INPUT FOR THIS TASK START

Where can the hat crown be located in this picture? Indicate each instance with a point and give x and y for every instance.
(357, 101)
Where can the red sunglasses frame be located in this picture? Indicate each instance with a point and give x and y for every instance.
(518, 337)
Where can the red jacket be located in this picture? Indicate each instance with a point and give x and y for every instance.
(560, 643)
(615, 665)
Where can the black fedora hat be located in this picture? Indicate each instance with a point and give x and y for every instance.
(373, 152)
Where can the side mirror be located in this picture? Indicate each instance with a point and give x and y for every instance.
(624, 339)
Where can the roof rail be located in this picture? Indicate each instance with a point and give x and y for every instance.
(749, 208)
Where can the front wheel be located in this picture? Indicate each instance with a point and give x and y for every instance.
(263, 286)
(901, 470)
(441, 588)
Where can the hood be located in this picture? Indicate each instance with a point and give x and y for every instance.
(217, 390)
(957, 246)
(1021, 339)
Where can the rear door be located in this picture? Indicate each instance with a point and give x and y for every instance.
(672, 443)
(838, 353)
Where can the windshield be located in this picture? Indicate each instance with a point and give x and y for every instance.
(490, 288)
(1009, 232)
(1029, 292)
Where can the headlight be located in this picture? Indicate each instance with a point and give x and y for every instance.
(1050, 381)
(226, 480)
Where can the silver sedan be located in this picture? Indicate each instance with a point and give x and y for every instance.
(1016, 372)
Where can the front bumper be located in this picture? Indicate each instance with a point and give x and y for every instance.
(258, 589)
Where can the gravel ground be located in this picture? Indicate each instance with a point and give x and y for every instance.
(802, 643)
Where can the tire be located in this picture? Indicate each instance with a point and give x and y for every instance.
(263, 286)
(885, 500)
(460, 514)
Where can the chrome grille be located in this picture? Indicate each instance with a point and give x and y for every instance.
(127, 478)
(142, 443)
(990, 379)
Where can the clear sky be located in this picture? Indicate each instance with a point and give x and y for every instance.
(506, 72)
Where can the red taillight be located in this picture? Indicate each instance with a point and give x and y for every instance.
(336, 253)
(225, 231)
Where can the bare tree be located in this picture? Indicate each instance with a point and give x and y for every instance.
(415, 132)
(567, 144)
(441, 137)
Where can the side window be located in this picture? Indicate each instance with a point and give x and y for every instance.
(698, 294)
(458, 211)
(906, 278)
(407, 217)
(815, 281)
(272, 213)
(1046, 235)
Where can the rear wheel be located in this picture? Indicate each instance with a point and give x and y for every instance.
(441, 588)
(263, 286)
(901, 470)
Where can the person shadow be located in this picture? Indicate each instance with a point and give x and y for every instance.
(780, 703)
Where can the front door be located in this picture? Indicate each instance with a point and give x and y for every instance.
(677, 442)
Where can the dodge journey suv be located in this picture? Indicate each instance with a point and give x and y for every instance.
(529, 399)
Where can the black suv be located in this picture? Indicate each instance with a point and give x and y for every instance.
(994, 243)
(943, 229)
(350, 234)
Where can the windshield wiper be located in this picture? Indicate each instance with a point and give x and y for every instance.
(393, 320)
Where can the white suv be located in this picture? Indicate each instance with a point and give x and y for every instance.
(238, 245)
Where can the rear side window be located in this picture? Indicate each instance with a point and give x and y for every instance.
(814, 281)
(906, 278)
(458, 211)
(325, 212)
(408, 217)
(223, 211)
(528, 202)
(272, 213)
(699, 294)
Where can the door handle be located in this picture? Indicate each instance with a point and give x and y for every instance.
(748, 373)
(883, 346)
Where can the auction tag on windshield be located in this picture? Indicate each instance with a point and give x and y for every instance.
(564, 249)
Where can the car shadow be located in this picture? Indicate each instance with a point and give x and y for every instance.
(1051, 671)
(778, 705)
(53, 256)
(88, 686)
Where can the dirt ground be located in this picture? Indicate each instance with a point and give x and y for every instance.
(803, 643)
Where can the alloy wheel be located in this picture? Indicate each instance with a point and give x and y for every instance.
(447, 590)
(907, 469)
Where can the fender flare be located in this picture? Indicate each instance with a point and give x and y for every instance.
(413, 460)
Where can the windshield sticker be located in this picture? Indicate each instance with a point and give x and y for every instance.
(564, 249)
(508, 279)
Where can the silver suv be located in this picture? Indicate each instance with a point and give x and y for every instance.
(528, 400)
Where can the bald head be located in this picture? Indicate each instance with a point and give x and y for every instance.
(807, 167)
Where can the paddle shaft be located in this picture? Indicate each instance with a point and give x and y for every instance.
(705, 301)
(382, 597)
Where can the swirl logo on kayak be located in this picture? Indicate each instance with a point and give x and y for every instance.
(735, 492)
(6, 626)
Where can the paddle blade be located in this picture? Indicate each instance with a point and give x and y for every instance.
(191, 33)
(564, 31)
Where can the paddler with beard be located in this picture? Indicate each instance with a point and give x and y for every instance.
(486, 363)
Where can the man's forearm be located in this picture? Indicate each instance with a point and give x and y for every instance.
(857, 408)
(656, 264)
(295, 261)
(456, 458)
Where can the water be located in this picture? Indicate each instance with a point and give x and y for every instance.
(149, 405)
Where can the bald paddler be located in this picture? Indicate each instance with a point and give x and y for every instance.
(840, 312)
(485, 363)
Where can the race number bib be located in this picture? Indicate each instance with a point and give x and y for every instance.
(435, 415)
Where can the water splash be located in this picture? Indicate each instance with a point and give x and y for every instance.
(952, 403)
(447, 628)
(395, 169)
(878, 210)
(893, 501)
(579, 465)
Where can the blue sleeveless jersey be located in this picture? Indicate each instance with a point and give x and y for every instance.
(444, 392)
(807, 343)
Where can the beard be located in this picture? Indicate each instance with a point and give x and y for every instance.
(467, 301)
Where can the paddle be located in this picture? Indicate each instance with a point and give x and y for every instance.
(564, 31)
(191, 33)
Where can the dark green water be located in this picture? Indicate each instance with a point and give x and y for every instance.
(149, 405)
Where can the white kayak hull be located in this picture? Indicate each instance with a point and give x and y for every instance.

INPUT FOR THIS TASK END

EXERCISE AIM. Exactly as written, transcribe each line of the data.

EXERCISE ANSWER.
Where can the hat crown be located in this picture? Indicate each instance with a point and give x and y for every instance.
(357, 101)
Where can the red sunglasses frame be located in this picture? Indicate each instance with a point and give x and y for every instance.
(518, 337)
Where can the red jacket be located in this picture? Indicate each instance with a point and give x and y for every instance.
(560, 643)
(615, 665)
Where can the black fedora hat be located in this picture? Indicate each instance with a point and give x and y for every instance.
(373, 152)
Where can the side mirror be located in this picture? Indicate each instance with a point and give x and y for every instance.
(624, 339)
Where can the roof rail be located in this picture? Indicate each instance with a point and give x and y for every instance.
(749, 208)
Where can the front wheel be located in this picture? Indicate each instance with a point and give x and y for every instance.
(263, 286)
(901, 470)
(441, 588)
Where can the hood be located in this picture? Indicate each instance with a point and give x and y for every instance.
(217, 390)
(957, 246)
(1021, 339)
Where can the rear door be located in this picture? Indicate each instance with a point and give x and y for every instance.
(672, 443)
(838, 353)
Where can the windshield be located in this picture? Indicate each instance with a point and give x and y for every instance.
(490, 288)
(1009, 232)
(1029, 292)
Where can the headlight be located in this picture? Indicate each instance with a point and give x and y for every instance.
(1050, 381)
(226, 480)
Where can the silver sedan be located in this picture? Indicate each instance with a point and give x and y for every instance.
(1016, 372)
Where can the front bumper be located in this picture? Indicate each instance with a point and give x and y for every instance.
(258, 589)
Where can the gravel ground be located in this picture? Indicate each instance with a point and give x and y for every instance.
(802, 643)
Where can the tire be located in this picture? Indicate each instance with a point and give x and y for every instance.
(263, 286)
(885, 500)
(460, 514)
Where can the chrome grille be located in this picture? Indicate each instance with a point and give x and y for every instance.
(127, 478)
(142, 443)
(990, 379)
Where can the clear sky be located in this picture? Indicate each instance with a point and give x and y for every instance.
(506, 72)
Where can the red taillight be located in this picture? Indicate each instance with a point and give x and y for every instance.
(336, 253)
(225, 231)
Where can the bare tree be located in this picture? Indicate each instance with a point and give x and y for every instance.
(415, 132)
(567, 144)
(441, 137)
Where can the side window be located in this picture? Indicate each instance with a point and give x and y for every instance.
(698, 294)
(458, 211)
(906, 278)
(407, 217)
(815, 281)
(272, 213)
(1046, 235)
Where can the rear wheel be located in this picture? Indicate each instance with a point and give x and y for every instance.
(441, 588)
(263, 286)
(901, 470)
Where can the person shadow be located in this picture? Indicate each instance with a point and give x and y for every instance.
(780, 703)
Where can the front door be located in this picture? Indicate each instance with a point and give x and y for every instance.
(677, 442)
Where can the dodge journey suv be located in this picture? Indicate each instance with a point and give x and y for every instance.
(529, 399)
Where can the black suv be located in this picture? Indicate each instance with a point and give x and y for every instance.
(994, 243)
(943, 229)
(350, 234)
Where can the windshield wiper be located in this picture? Indicate each instance with a point and give x and y for every instance.
(393, 320)
Where can the white suv be located in this picture? Indicate each instance with a point and give x and y for every instance.
(238, 245)
Where can the rear side window be located in this picture? Indicate each instance with a point and give x and y for every instance.
(814, 281)
(906, 278)
(458, 211)
(325, 212)
(408, 217)
(223, 211)
(528, 202)
(272, 213)
(699, 294)
Where can the door handle be located in this picture? Indicate each instance with a point and give x and y for every instance.
(748, 373)
(883, 346)
Where can the auction tag on windshield be located in this picture? Indicate each instance with a point and give x and y for every instance.
(564, 249)
Where can the car shadow be located in this picture? Indicate each instance with a point and give x and y for every instance.
(1051, 671)
(778, 705)
(53, 256)
(88, 686)
Where can the dirt ground be located in this picture? Indicate each instance with a point and give x and y for every instance.
(803, 643)
Where can the alloy wheel be located in this picture? Indicate each instance with a point and give x and y for every instance.
(447, 590)
(907, 469)
Where can the fender flare be located in this picture? Indicate each instance with a point and give x and y for every instance.
(413, 460)
Where can the windshield sticker be located in this picture? Indicate each instance with a point and give x and y for every instance.
(564, 249)
(508, 279)
Where can the silver suv be located in this picture? Indicate each instance with a point and give x and y for every instance.
(528, 400)
Where can the bald head be located in this picture? Indicate each instance with a point and give x and y for every instance.
(807, 167)
Where can the paddle shaft be located in this picture? Indicate each instance with a point and give x and y for every instance.
(705, 301)
(382, 597)
Where can the swirl logo on kayak be located in this picture? Indicate each instance with a point and give x and y for every instance.
(735, 492)
(6, 626)
Where can the paddle blade be located in this picture? Indicate each instance with a point and give x and y for every instance.
(191, 33)
(564, 31)
Where can the paddler with beard be located in this picture? Indicate each instance with a point and give x and y for every instance.
(486, 363)
Where can the man's forearm be located in this picture? Indicate each instance with a point and give x and y for every instance.
(857, 408)
(656, 264)
(295, 261)
(456, 458)
Where can the water be located in this picture? Indicate each instance with a point and give x and y for every instance.
(149, 405)
Where can the bald paddler be located in this picture? Indicate each instance with a point and give x and y for every instance.
(840, 312)
(485, 363)
Where can the race number bib be located in this picture? Indicate each instance with a point and give x and y for every instance.
(435, 415)
Where can the water splash be located in this picture? Indicate each instance with a point and give x and y for every instance.
(952, 403)
(447, 628)
(395, 169)
(878, 210)
(893, 501)
(579, 465)
Where can the blue sleeveless jersey be located in this picture? Indicate each instance with a point and give x and y for every instance.
(444, 392)
(807, 343)
Where can the beard be located in this picture? Indicate each instance with a point and give x and y for every instance.
(467, 301)
Where can the paddle be located in this picture? Indicate each instance with a point and give x and y for every instance.
(564, 31)
(191, 33)
Where can the dark green water be located in this picture? Indicate each instance with a point and give x and y for every instance.
(149, 405)
Where can the white kayak hull be located in this picture? Indicate each instance with a point and give x and y for every instance.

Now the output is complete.